◆ **GOAL OF THE EXERCISE**:
Return the stretch from the line with "Target: distant horizon" through the line with "Task: point to each instance of the person in" in the data below, character for character, skipping all pictures.

◆ **DATA RECORDS**:
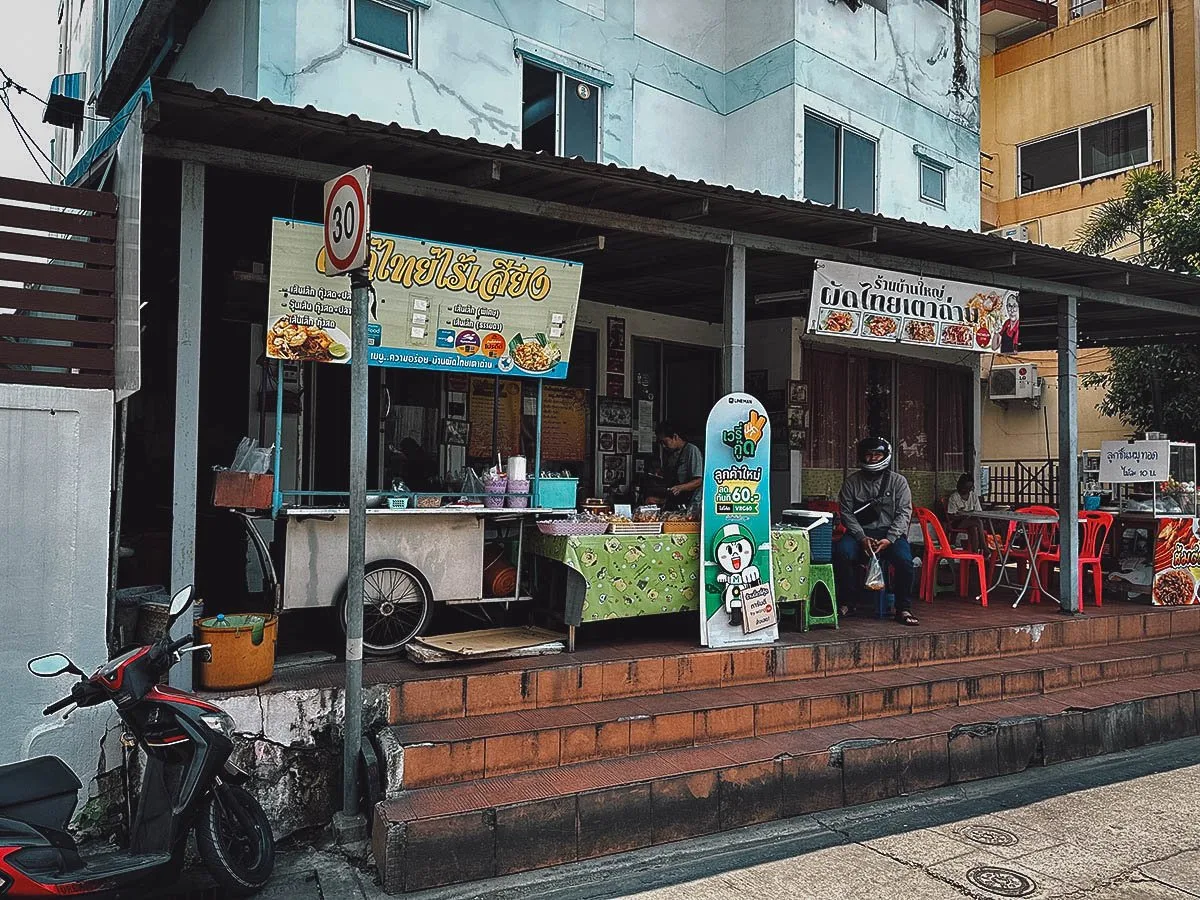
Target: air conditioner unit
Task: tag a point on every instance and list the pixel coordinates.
(1018, 382)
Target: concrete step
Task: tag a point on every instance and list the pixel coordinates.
(447, 751)
(522, 685)
(508, 823)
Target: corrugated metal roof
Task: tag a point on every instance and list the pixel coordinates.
(679, 274)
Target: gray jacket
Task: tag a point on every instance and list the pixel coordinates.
(894, 503)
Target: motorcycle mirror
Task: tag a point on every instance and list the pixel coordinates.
(180, 603)
(51, 665)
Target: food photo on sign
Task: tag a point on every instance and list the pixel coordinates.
(898, 307)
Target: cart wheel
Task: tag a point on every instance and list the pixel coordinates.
(395, 606)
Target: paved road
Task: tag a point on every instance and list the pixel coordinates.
(1123, 826)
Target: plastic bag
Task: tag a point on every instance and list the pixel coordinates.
(874, 575)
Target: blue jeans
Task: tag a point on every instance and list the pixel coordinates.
(849, 551)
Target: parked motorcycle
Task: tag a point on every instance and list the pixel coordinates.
(190, 784)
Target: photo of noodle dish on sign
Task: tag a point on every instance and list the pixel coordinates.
(838, 322)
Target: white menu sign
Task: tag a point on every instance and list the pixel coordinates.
(1129, 462)
(881, 305)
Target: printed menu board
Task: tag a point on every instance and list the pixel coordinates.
(564, 419)
(436, 306)
(881, 305)
(480, 403)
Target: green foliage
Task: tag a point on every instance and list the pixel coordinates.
(1152, 388)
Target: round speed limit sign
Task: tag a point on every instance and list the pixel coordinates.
(347, 221)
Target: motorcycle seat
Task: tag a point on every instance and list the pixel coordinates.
(29, 783)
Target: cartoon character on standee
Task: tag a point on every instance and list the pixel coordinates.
(733, 551)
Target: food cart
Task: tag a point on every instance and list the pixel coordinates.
(439, 307)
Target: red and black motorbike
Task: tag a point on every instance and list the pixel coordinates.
(189, 784)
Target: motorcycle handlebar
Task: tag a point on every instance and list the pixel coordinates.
(59, 705)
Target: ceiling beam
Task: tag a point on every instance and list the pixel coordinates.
(274, 165)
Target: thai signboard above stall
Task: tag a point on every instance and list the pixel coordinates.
(897, 307)
(436, 306)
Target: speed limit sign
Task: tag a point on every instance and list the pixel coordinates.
(347, 221)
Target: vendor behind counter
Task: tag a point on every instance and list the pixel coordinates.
(683, 467)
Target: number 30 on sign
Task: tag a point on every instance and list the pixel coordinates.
(348, 221)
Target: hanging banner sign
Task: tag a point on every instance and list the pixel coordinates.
(898, 307)
(1125, 462)
(739, 603)
(437, 306)
(1176, 563)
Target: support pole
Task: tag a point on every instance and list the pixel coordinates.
(735, 321)
(187, 400)
(1068, 455)
(352, 741)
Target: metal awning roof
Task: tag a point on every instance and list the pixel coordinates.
(660, 231)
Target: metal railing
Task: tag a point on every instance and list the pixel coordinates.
(1023, 483)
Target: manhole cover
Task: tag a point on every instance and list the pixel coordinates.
(1001, 881)
(989, 837)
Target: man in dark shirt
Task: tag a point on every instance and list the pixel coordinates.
(876, 509)
(683, 467)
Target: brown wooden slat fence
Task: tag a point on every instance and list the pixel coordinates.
(1023, 483)
(64, 291)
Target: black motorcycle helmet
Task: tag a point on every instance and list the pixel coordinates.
(874, 445)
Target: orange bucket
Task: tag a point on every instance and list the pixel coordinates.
(243, 653)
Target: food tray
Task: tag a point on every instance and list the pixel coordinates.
(681, 528)
(568, 529)
(636, 528)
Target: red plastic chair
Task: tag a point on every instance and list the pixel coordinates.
(1091, 549)
(939, 547)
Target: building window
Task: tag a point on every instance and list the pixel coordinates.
(1087, 151)
(933, 183)
(385, 25)
(839, 165)
(559, 114)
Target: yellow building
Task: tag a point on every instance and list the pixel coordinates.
(1072, 97)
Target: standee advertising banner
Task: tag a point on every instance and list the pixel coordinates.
(437, 305)
(897, 307)
(739, 603)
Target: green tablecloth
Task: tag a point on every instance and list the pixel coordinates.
(649, 575)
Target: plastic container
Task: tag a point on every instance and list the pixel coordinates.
(243, 651)
(557, 492)
(495, 490)
(517, 496)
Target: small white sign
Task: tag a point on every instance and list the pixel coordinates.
(347, 221)
(1123, 462)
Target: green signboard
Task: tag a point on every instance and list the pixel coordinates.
(739, 603)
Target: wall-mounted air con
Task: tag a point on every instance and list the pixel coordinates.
(1018, 382)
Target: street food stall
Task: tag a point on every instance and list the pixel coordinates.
(480, 321)
(1156, 497)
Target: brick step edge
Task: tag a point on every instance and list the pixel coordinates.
(513, 743)
(515, 688)
(502, 840)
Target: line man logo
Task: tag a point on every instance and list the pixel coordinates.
(743, 438)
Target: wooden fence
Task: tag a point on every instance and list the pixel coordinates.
(1023, 483)
(63, 330)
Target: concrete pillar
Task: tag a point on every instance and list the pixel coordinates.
(187, 400)
(1068, 455)
(733, 367)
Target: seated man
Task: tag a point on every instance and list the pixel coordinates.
(875, 505)
(958, 505)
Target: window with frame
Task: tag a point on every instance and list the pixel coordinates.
(559, 114)
(933, 183)
(839, 165)
(1085, 153)
(387, 27)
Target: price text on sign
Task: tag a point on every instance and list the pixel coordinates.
(348, 221)
(1134, 462)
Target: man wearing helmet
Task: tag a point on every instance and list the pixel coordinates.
(876, 508)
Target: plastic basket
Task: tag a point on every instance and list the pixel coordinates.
(557, 492)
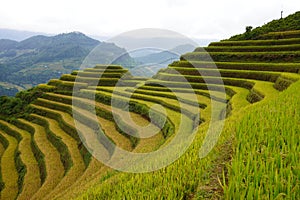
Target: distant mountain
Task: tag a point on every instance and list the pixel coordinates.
(40, 58)
(18, 35)
(151, 63)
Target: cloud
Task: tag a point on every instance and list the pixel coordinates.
(193, 18)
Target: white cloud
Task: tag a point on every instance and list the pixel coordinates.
(194, 18)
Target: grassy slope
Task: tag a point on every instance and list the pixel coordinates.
(265, 162)
(292, 22)
(175, 180)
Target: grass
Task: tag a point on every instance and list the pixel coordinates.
(256, 156)
(279, 56)
(291, 47)
(78, 166)
(265, 161)
(54, 167)
(256, 42)
(32, 180)
(257, 66)
(8, 168)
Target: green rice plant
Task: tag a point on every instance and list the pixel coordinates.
(52, 137)
(97, 75)
(29, 174)
(4, 144)
(257, 66)
(291, 47)
(206, 80)
(94, 70)
(9, 172)
(66, 85)
(266, 150)
(20, 166)
(280, 35)
(38, 154)
(110, 66)
(286, 56)
(243, 74)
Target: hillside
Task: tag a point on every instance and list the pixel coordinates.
(48, 134)
(39, 58)
(291, 22)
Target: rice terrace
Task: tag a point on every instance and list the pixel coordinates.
(50, 140)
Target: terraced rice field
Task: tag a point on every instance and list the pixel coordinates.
(47, 154)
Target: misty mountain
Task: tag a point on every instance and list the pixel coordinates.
(150, 63)
(40, 58)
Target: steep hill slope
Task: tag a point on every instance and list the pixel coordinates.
(291, 22)
(39, 58)
(257, 154)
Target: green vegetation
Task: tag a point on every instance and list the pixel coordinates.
(49, 133)
(292, 22)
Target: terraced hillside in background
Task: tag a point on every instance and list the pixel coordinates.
(255, 82)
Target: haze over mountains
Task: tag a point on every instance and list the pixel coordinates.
(40, 58)
(30, 58)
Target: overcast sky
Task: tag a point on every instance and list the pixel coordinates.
(216, 19)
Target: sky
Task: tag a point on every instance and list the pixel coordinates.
(212, 19)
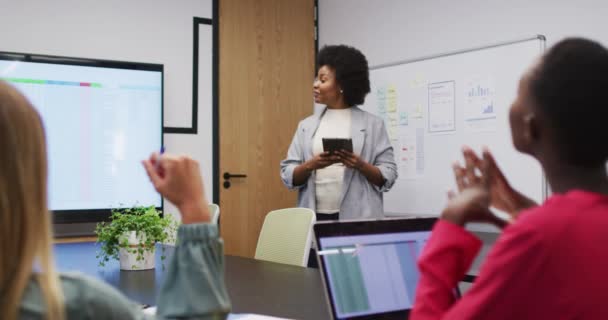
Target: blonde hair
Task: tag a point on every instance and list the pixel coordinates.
(25, 234)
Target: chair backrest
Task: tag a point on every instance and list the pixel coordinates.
(214, 210)
(286, 236)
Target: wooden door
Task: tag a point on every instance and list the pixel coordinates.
(266, 74)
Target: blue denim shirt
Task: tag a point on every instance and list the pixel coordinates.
(360, 198)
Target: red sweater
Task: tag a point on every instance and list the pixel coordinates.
(552, 263)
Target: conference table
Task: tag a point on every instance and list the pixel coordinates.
(254, 286)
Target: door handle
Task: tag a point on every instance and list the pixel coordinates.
(228, 175)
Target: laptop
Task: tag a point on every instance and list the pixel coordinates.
(369, 267)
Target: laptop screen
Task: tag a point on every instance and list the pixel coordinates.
(371, 274)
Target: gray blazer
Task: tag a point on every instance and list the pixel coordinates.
(360, 198)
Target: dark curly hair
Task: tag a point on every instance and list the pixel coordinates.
(352, 72)
(569, 87)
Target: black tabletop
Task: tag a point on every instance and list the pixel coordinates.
(254, 286)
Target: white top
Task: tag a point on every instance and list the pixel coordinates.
(335, 123)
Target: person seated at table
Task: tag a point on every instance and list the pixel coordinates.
(550, 262)
(30, 287)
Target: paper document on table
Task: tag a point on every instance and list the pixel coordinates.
(249, 316)
(232, 316)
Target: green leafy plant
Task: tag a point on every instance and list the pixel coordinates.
(144, 220)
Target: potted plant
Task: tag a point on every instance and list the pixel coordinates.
(131, 236)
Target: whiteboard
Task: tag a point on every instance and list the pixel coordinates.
(435, 105)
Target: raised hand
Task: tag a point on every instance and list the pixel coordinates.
(472, 203)
(178, 179)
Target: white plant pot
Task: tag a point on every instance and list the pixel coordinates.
(128, 260)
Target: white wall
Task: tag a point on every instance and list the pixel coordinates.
(152, 31)
(391, 30)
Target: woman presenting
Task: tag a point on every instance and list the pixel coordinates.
(344, 184)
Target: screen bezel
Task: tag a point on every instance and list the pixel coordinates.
(90, 215)
(366, 227)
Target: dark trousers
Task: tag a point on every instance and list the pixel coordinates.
(312, 257)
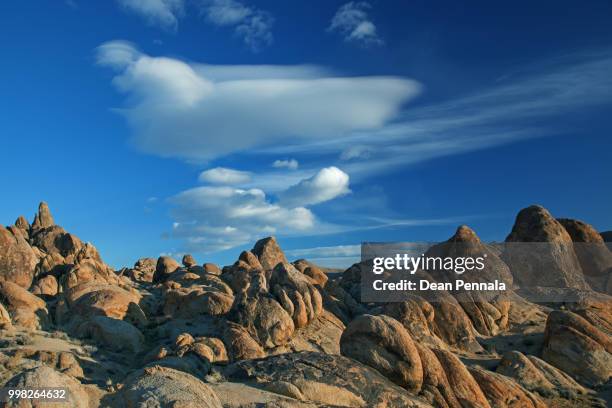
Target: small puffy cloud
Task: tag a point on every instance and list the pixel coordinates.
(222, 175)
(352, 21)
(215, 218)
(253, 25)
(290, 164)
(201, 112)
(162, 13)
(325, 185)
(356, 152)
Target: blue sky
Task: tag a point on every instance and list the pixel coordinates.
(172, 126)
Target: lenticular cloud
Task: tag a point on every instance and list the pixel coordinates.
(201, 112)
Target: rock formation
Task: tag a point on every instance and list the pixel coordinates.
(265, 331)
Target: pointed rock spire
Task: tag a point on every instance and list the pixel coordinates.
(22, 223)
(43, 217)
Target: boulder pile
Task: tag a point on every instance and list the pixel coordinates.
(270, 331)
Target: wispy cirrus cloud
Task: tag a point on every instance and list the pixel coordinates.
(290, 164)
(252, 25)
(222, 175)
(354, 24)
(161, 13)
(202, 112)
(361, 125)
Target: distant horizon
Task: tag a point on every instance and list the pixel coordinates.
(200, 127)
(334, 257)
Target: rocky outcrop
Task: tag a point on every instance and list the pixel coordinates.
(577, 347)
(112, 334)
(383, 343)
(540, 252)
(143, 270)
(165, 387)
(46, 377)
(240, 345)
(538, 376)
(268, 253)
(295, 292)
(43, 218)
(17, 259)
(323, 380)
(166, 266)
(25, 309)
(188, 261)
(316, 274)
(197, 300)
(594, 256)
(502, 392)
(265, 332)
(264, 318)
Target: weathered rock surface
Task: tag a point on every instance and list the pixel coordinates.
(550, 259)
(502, 392)
(594, 256)
(266, 332)
(165, 387)
(577, 347)
(538, 376)
(25, 309)
(46, 377)
(268, 253)
(323, 379)
(265, 319)
(17, 259)
(383, 343)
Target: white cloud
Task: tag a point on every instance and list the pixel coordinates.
(222, 175)
(217, 218)
(162, 13)
(325, 185)
(290, 164)
(352, 21)
(510, 110)
(251, 24)
(326, 252)
(200, 112)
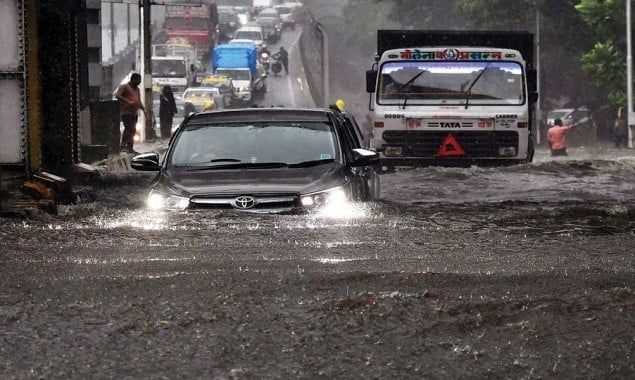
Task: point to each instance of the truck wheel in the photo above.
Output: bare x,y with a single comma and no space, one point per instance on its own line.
384,169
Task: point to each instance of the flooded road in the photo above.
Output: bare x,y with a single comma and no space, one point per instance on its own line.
522,272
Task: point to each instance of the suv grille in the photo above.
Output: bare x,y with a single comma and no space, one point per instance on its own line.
242,202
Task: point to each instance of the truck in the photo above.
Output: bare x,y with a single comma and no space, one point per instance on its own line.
196,23
173,70
240,63
175,63
452,98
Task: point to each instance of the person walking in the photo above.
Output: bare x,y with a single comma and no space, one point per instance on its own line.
557,138
283,56
620,130
167,110
129,98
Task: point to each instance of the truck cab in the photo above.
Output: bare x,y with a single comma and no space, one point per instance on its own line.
452,98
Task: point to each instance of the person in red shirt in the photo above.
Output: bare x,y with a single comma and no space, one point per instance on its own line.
557,137
129,98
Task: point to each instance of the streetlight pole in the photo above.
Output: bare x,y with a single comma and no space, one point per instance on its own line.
629,74
147,69
538,117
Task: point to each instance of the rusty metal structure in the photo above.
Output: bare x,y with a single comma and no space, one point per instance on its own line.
44,93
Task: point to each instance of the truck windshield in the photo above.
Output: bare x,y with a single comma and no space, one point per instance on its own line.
191,23
169,68
447,83
235,74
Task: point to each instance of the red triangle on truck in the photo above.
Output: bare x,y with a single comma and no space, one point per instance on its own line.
450,147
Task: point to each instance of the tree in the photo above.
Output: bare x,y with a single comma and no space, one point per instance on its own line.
605,62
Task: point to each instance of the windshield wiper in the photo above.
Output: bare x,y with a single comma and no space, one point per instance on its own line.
241,165
408,83
307,164
468,92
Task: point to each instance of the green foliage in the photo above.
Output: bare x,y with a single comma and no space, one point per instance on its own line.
605,65
605,62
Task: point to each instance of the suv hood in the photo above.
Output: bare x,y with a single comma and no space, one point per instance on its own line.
251,181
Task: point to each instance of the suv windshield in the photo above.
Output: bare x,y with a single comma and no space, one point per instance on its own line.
288,143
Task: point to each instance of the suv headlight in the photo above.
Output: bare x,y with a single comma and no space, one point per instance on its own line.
161,201
334,196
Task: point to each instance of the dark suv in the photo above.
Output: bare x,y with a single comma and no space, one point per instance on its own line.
263,160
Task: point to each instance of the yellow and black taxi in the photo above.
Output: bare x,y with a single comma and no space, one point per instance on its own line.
224,85
197,99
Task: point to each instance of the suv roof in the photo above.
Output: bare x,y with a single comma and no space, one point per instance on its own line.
260,115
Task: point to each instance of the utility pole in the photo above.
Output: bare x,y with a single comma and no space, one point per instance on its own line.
146,73
538,118
629,75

◆ **RESPONSE AREA**:
Target: distant horizon
Task: tag a point on every instance and list the pixel coordinates.
(200, 127)
(334, 257)
Target: rocky outcrop
Task: tag a point on every instance and list the pixel coordinates.
(577, 347)
(112, 334)
(383, 343)
(540, 252)
(143, 270)
(165, 387)
(46, 377)
(240, 345)
(538, 376)
(268, 253)
(295, 292)
(43, 218)
(17, 259)
(323, 380)
(166, 266)
(25, 309)
(188, 261)
(316, 274)
(197, 300)
(594, 256)
(502, 392)
(265, 332)
(264, 318)
Target: weathered rock surface
Task: tag a point on every instance and list the pixel coordinates.
(550, 259)
(502, 392)
(594, 256)
(266, 332)
(165, 387)
(577, 347)
(538, 376)
(25, 309)
(46, 377)
(268, 253)
(323, 379)
(265, 319)
(17, 259)
(383, 343)
Target: white cloud
Task: tag a point on every instance and list the pixel coordinates.
(222, 175)
(217, 218)
(162, 13)
(325, 185)
(290, 164)
(352, 21)
(510, 110)
(251, 24)
(326, 252)
(200, 112)
Task: point to each instance of the truck wheel in the photo above.
Output: bare x,y with a single comma and no space, one point per instance on its own line.
384,169
Task: point to each instance of the flooded road in the photo above.
Output: bare x,y with a single comma and no space, one point per instance on its own line.
522,272
Task: point to each instance of the suv grille in the photo above.
Output: bare x,y with a single comma and no space, one point per instance on its own line.
242,202
Task: point to each instance of the truck in the photo above.
Output: bare x,y with a single comma and no space, one point per instance on its own line.
196,23
173,70
240,63
175,63
452,98
Task: point to each instance of the person walking in the photo above.
Output: bare x,y with a single comma and no space, one point per instance on its own line.
557,138
283,56
620,130
167,110
129,98
Task: point to each instance of the truck cab in the photo above.
Output: bare x,y with a single comma and no space, one point per instance on its own line.
452,98
Task: point to each instance of the person in red shirt in the photo above.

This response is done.